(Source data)

_ _ _ _ _

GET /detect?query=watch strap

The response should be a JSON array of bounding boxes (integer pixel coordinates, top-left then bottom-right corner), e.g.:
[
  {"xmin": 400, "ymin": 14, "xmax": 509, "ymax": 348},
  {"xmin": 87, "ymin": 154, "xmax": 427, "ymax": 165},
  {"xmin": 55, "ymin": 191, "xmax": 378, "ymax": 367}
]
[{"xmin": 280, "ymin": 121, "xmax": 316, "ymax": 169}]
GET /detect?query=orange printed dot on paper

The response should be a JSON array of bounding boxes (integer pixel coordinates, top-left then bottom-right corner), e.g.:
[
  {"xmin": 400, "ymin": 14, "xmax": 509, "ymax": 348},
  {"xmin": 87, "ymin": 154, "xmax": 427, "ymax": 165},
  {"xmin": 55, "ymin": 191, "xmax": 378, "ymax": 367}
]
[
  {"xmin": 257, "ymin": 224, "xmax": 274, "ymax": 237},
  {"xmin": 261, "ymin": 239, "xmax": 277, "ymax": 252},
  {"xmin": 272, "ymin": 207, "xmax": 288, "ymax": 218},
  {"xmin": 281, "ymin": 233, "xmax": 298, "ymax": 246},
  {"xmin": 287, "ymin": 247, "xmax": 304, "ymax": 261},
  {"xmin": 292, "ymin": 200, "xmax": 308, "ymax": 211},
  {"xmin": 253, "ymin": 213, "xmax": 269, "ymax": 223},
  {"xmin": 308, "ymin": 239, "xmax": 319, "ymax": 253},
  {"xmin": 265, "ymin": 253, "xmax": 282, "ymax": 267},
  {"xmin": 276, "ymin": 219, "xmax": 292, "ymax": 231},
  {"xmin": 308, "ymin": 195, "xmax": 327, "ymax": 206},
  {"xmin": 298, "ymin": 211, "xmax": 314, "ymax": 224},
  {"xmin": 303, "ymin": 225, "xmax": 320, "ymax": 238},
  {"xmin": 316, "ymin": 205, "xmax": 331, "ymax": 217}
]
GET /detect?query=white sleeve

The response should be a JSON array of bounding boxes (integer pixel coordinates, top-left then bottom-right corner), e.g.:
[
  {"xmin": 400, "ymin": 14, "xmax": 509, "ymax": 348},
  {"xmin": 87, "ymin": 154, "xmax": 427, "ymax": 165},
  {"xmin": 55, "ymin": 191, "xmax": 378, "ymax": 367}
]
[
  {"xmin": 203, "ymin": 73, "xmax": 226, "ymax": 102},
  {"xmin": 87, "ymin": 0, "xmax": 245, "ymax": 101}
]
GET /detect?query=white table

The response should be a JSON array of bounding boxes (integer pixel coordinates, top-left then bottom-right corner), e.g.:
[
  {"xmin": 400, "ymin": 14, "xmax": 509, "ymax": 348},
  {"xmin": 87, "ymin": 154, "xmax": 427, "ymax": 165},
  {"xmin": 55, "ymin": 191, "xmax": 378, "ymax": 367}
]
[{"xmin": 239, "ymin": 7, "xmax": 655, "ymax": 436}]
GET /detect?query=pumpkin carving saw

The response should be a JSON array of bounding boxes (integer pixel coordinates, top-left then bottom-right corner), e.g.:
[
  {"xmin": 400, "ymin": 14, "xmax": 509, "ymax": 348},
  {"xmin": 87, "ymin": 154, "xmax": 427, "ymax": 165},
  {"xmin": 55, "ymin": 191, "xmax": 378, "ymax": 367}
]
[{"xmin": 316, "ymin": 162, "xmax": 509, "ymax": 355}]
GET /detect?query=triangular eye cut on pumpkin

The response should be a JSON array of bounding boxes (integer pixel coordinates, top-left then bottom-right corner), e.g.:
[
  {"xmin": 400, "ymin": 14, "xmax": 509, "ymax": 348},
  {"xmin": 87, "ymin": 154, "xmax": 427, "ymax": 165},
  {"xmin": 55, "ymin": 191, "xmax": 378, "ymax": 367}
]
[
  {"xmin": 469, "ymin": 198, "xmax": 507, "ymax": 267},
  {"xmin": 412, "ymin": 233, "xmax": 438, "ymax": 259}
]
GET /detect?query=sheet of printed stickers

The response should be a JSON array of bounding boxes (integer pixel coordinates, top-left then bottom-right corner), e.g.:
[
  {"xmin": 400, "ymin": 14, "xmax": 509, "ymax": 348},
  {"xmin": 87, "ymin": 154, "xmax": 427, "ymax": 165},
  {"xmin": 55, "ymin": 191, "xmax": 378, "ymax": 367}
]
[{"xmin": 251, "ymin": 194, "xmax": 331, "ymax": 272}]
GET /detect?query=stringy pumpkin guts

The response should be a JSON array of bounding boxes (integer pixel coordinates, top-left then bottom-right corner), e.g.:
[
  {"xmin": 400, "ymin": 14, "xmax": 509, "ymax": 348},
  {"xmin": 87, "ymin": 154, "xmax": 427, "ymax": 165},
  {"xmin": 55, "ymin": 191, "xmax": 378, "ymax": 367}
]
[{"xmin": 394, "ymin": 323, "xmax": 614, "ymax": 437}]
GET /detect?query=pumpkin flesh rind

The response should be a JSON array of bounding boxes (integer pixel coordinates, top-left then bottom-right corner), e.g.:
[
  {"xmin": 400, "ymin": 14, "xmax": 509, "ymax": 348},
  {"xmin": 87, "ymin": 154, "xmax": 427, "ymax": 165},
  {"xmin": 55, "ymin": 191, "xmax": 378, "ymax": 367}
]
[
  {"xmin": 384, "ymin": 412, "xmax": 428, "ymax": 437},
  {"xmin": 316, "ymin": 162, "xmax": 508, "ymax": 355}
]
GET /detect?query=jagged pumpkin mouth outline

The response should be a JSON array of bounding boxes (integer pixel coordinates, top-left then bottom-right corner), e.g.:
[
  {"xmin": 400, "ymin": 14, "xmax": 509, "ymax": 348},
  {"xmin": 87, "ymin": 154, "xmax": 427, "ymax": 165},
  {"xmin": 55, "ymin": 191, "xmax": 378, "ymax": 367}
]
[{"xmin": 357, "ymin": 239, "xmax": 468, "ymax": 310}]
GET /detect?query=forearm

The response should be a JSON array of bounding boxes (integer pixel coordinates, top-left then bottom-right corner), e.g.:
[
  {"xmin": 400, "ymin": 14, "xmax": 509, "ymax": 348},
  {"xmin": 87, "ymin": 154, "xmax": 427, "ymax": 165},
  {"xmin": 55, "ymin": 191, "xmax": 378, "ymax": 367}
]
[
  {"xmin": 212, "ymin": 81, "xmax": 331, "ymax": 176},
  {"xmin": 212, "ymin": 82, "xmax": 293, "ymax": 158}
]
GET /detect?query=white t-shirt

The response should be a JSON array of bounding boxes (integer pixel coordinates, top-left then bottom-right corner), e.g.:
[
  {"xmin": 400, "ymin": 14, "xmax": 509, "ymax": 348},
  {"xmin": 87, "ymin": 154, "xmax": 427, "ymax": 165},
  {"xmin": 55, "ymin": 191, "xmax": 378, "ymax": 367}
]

_ _ _ _ _

Each record has to be given again exactly as written.

GET /detect?query=watch strap

The response should be a JSON array of bounding boxes (integer pixel coordinates, top-left then bottom-right corner), e.g.:
[
  {"xmin": 400, "ymin": 14, "xmax": 509, "ymax": 348},
  {"xmin": 87, "ymin": 154, "xmax": 427, "ymax": 165},
  {"xmin": 55, "ymin": 191, "xmax": 378, "ymax": 367}
]
[{"xmin": 280, "ymin": 121, "xmax": 316, "ymax": 169}]
GET /detect?query=orange printed dot on paper

The response should be a JSON array of bounding boxes (integer pixel coordinates, top-left then bottom-right corner), e.g.:
[
  {"xmin": 400, "ymin": 14, "xmax": 509, "ymax": 348},
  {"xmin": 87, "ymin": 154, "xmax": 427, "ymax": 165},
  {"xmin": 55, "ymin": 191, "xmax": 378, "ymax": 367}
]
[
  {"xmin": 257, "ymin": 224, "xmax": 274, "ymax": 237},
  {"xmin": 261, "ymin": 239, "xmax": 277, "ymax": 252},
  {"xmin": 272, "ymin": 207, "xmax": 288, "ymax": 218},
  {"xmin": 281, "ymin": 233, "xmax": 298, "ymax": 246},
  {"xmin": 287, "ymin": 247, "xmax": 304, "ymax": 261},
  {"xmin": 292, "ymin": 200, "xmax": 308, "ymax": 211},
  {"xmin": 253, "ymin": 213, "xmax": 269, "ymax": 223},
  {"xmin": 308, "ymin": 239, "xmax": 319, "ymax": 253},
  {"xmin": 265, "ymin": 253, "xmax": 282, "ymax": 267},
  {"xmin": 276, "ymin": 219, "xmax": 292, "ymax": 231},
  {"xmin": 308, "ymin": 195, "xmax": 327, "ymax": 206},
  {"xmin": 298, "ymin": 211, "xmax": 314, "ymax": 224},
  {"xmin": 303, "ymin": 225, "xmax": 320, "ymax": 238},
  {"xmin": 316, "ymin": 205, "xmax": 331, "ymax": 217}
]
GET /detect?query=white sleeve

The response should be a JSON array of bounding boxes (integer pixel coordinates, top-left then bottom-right corner), e.g.:
[
  {"xmin": 400, "ymin": 14, "xmax": 509, "ymax": 348},
  {"xmin": 87, "ymin": 154, "xmax": 427, "ymax": 165},
  {"xmin": 55, "ymin": 191, "xmax": 378, "ymax": 367}
]
[
  {"xmin": 203, "ymin": 73, "xmax": 226, "ymax": 102},
  {"xmin": 87, "ymin": 0, "xmax": 245, "ymax": 101}
]
GET /detect?query=white table

The response should be a JSON array of bounding boxes (integer pixel coordinates, top-left then bottom-right corner), e.g.:
[
  {"xmin": 400, "ymin": 14, "xmax": 509, "ymax": 348},
  {"xmin": 87, "ymin": 154, "xmax": 427, "ymax": 165},
  {"xmin": 55, "ymin": 191, "xmax": 378, "ymax": 367}
]
[{"xmin": 239, "ymin": 7, "xmax": 655, "ymax": 436}]
GET /detect?query=pumpkin carving saw

The response should be a JSON array of bounding boxes (integer pixel coordinates, top-left then bottom-right corner), e.g.:
[
  {"xmin": 400, "ymin": 14, "xmax": 509, "ymax": 348},
  {"xmin": 87, "ymin": 154, "xmax": 427, "ymax": 165},
  {"xmin": 55, "ymin": 191, "xmax": 378, "ymax": 367}
]
[{"xmin": 316, "ymin": 162, "xmax": 509, "ymax": 355}]
GET /detect?query=triangular eye cut on pumpkin

The response should be a JSON array of bounding boxes (integer pixel coordinates, top-left then bottom-right corner), e.g.:
[
  {"xmin": 400, "ymin": 14, "xmax": 509, "ymax": 348},
  {"xmin": 87, "ymin": 154, "xmax": 427, "ymax": 165},
  {"xmin": 55, "ymin": 191, "xmax": 378, "ymax": 367}
]
[
  {"xmin": 469, "ymin": 198, "xmax": 507, "ymax": 267},
  {"xmin": 412, "ymin": 233, "xmax": 438, "ymax": 259}
]
GET /detect?query=sheet of printed stickers

The response should be a JSON array of bounding boxes (integer pixel coordinates, top-left then bottom-right corner), e.g.:
[
  {"xmin": 400, "ymin": 14, "xmax": 509, "ymax": 348},
  {"xmin": 87, "ymin": 154, "xmax": 427, "ymax": 165},
  {"xmin": 55, "ymin": 191, "xmax": 378, "ymax": 367}
]
[{"xmin": 251, "ymin": 194, "xmax": 331, "ymax": 272}]
GET /detect?query=stringy pumpkin guts

The response should be a JSON array of bounding boxes (integer pixel coordinates, top-left then bottom-right corner), e.g.:
[
  {"xmin": 400, "ymin": 14, "xmax": 509, "ymax": 348},
  {"xmin": 87, "ymin": 154, "xmax": 427, "ymax": 165},
  {"xmin": 55, "ymin": 191, "xmax": 378, "ymax": 367}
]
[{"xmin": 394, "ymin": 323, "xmax": 614, "ymax": 437}]
GET /detect?query=pumpkin flesh rind

The response should be a JSON array of bounding boxes (integer pixel coordinates, top-left then bottom-right corner), e.g.:
[
  {"xmin": 400, "ymin": 14, "xmax": 509, "ymax": 348},
  {"xmin": 87, "ymin": 154, "xmax": 427, "ymax": 165},
  {"xmin": 55, "ymin": 191, "xmax": 378, "ymax": 367}
]
[
  {"xmin": 384, "ymin": 412, "xmax": 428, "ymax": 437},
  {"xmin": 316, "ymin": 162, "xmax": 508, "ymax": 355}
]
GET /detect?query=jagged pumpkin mouth outline

The response should be a JSON array of bounding boxes (integer pixel coordinates, top-left then bottom-right corner), e.g.:
[
  {"xmin": 400, "ymin": 14, "xmax": 509, "ymax": 348},
  {"xmin": 87, "ymin": 154, "xmax": 427, "ymax": 165},
  {"xmin": 55, "ymin": 191, "xmax": 378, "ymax": 367}
]
[{"xmin": 357, "ymin": 239, "xmax": 468, "ymax": 310}]
GET /detect?query=forearm

The response should be a JSON array of bounding boxes (integer pixel coordinates, top-left then bottom-right corner), e.g.:
[
  {"xmin": 400, "ymin": 14, "xmax": 509, "ymax": 348},
  {"xmin": 87, "ymin": 154, "xmax": 427, "ymax": 165},
  {"xmin": 55, "ymin": 191, "xmax": 378, "ymax": 367}
]
[
  {"xmin": 212, "ymin": 81, "xmax": 331, "ymax": 176},
  {"xmin": 212, "ymin": 82, "xmax": 293, "ymax": 158}
]
GET /detect?query=white t-shirt

The response should be a JSON array of bounding boxes (integer pixel coordinates, top-left then bottom-right corner), e.g.:
[
  {"xmin": 400, "ymin": 14, "xmax": 509, "ymax": 348},
  {"xmin": 87, "ymin": 154, "xmax": 427, "ymax": 165},
  {"xmin": 55, "ymin": 191, "xmax": 378, "ymax": 367}
]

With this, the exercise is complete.